## Supplied text

---*---

Is it all correlation?
Quantum entanglement flies in the face of our quotidian “us-scale” reality. For that matter, post-Euclidian math and physics are for the most part, contradictory of the so-called “real world” and yet, humanity continues to live as though it knows what is real. In large measure, we don’t.
Am I making a claim that quantum mechanics is the truest depiction of reality? Well, let’s put it like this; it seems to provide a telling proof that things are not as we perceive them (which any artist or philosopher or mystic over the past 10,000 years would aver), but what conclusions would or should we come to?
People like to bandy around big words like God, universe, Dao, buddhanature, the Absolute, and on and on and on ad nauseam. All of these words have relative meaning and in any case, are not the thing they point to. No word is, but humans often mistake the word for the thing itself. Consequently, our realities are often just logocentric or conceptual, at best.
Since at least the publication of Fritjof Capra’s Tao of Physics, there has been a growing literature on the intersection of traditional doctrinal strategies and quantum physics. I won’t deny that Capra and others are persuasive. I would also go further back to the early fifties when scholars like Herbert Guenther began bringing phenomenological hermeneutics to the table when analyzing Indo-Tibetan Buddhist texts, particularly those of the Dzogchen and Mahamudra traditions.
Latterly, these strategies have expanded to encompass and invite comparisons and equivalencies across other traditions, psychotherapies, and scientific discoveries. A number of questions arise: while similarities are interesting, are they merely a result of the human mind imposing patterns on diverse approaches to reality and while interesting, how important are these correlations? Are they true or merely patterns we impose? What is there ultimate significance if there is one?

---*---

## Exercise set
1 – Reproduce the passage of the essay above from "Is it all correlation?" to "measure, we don’t.".
2 – According to the essay above, which scholar began bringing phenomenological hermeneutics to Indo-Tibetan Buddhist texts in the early fifties?

## Information shown
---*---

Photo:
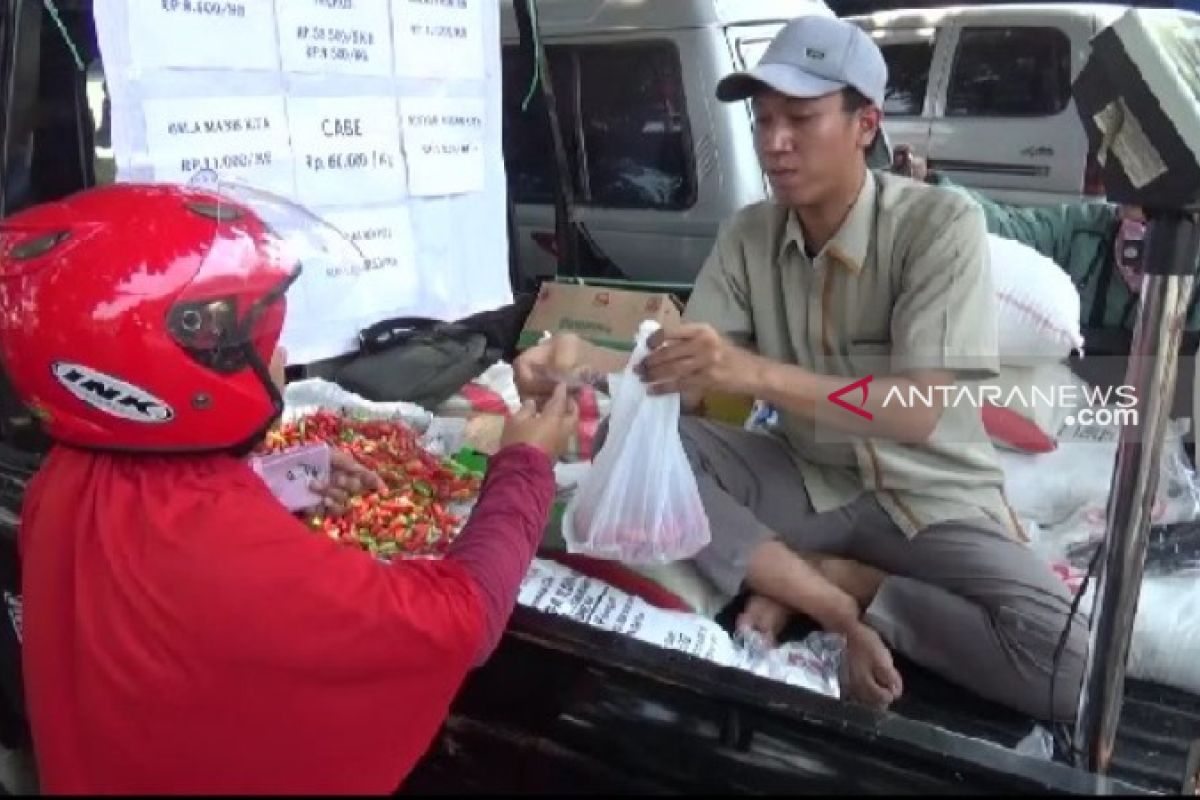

---*---

## Task solutions
1 –
Is it all correlation?
Quantum entanglement flies in the face of our quotidian “us-scale” reality. For that matter, post-Euclidian math and physics are for the most part, contradictory of the so-called “real world” and yet, humanity continues to live as though it knows what is real. In large measure, we don’t.

2 – Herbert Guenther